Page
◇ ◇ ◇ ◇

I mean, there are people with no lives who will hound the farms until the ends of the Earth. So no matter what methods we use we have to be as unconventional as possible.


----------



## Marissa Moira (Jun 16, 2019)

Look if you're over 40 and can't how to computer. Just take a continuing education class. They offer a wide variety of shit at affordable prices especially now that so many journalist outlets are closing.

Also how many chinese lemons can I exchange for brave currency?


----------



## neurotypical (Jun 16, 2019)

SuicidalStar said:


> I really hope that there is more to the situation rather than just pressure the lynch mob. It's be ironic him caving in to a lynch mob since he resigned from the Mozilla Corporation for supporting Prop. 8.


I agree, but just to clarify, the CEO of Mozilla was the one that supported prop. 8, and I think he also donated a substantial amount of money to promote it. Mozilla fired him IIRC.


----------



## Null (Jun 16, 2019)

Apoth42 said:


> The right doesn't want to regulate banks so the banks pander to the left.
> 
> Good work right.


au contraire the only thing I see libertarians wanting to regulate is banks and payment processors. The problem is, they control congress, not the other way around.


----------



## Fibonacci (Jun 16, 2019)

Kosher Salt said:


> I DM'd Brendan on Twitter, and he claimed that ad money is going to be separated from Brave's grant money and then we'll be able to send the ad money to Null if we want... the ETA on that change will be July/August, he said. Also he said that they're paying Null today.


I received a grant and my ad money together, but as of tonight I was still able to tip the Farms with the ad money. Unless it goes through anyway but is just sitting in limbo and won't reach Null.


----------



## Null (Jun 16, 2019)

Fibonacci said:


> I received a grant and my ad money together, but as of tonight I was still able to tip the Farms with the ad money. Unless it goes through anyway but is just sitting in limbo and won't reach Null.


I think he says the grants will be refunded. I'm not sure what happens to them. Don't tip the site anymore.


----------



## Particle Bored (Jun 16, 2019)

Null said:


> I think he says the grants will be refunded. I'm not sure what happens to them. Don't tip the site anymore.


Is this a blanket "Don't tip" or just "Don't tip if there are grants mixed in with your ad BAT?"


----------



## Null (Jun 16, 2019)

Particle Bored said:


> Is this a blanket "Don't tip" or just "Don't tip if there are grants mixed in with your ad BAT?"

◇ ◇ ◇ ◇

Problem statement
In the forum thread, what ETA did Brendan give for separating ad money from Brave's grant money?

Source excerpt
◇ ◇ ◇ ◇

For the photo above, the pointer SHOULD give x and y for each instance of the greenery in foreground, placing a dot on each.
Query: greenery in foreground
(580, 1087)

◇ ◇ ◇ ◇

Output
July/August.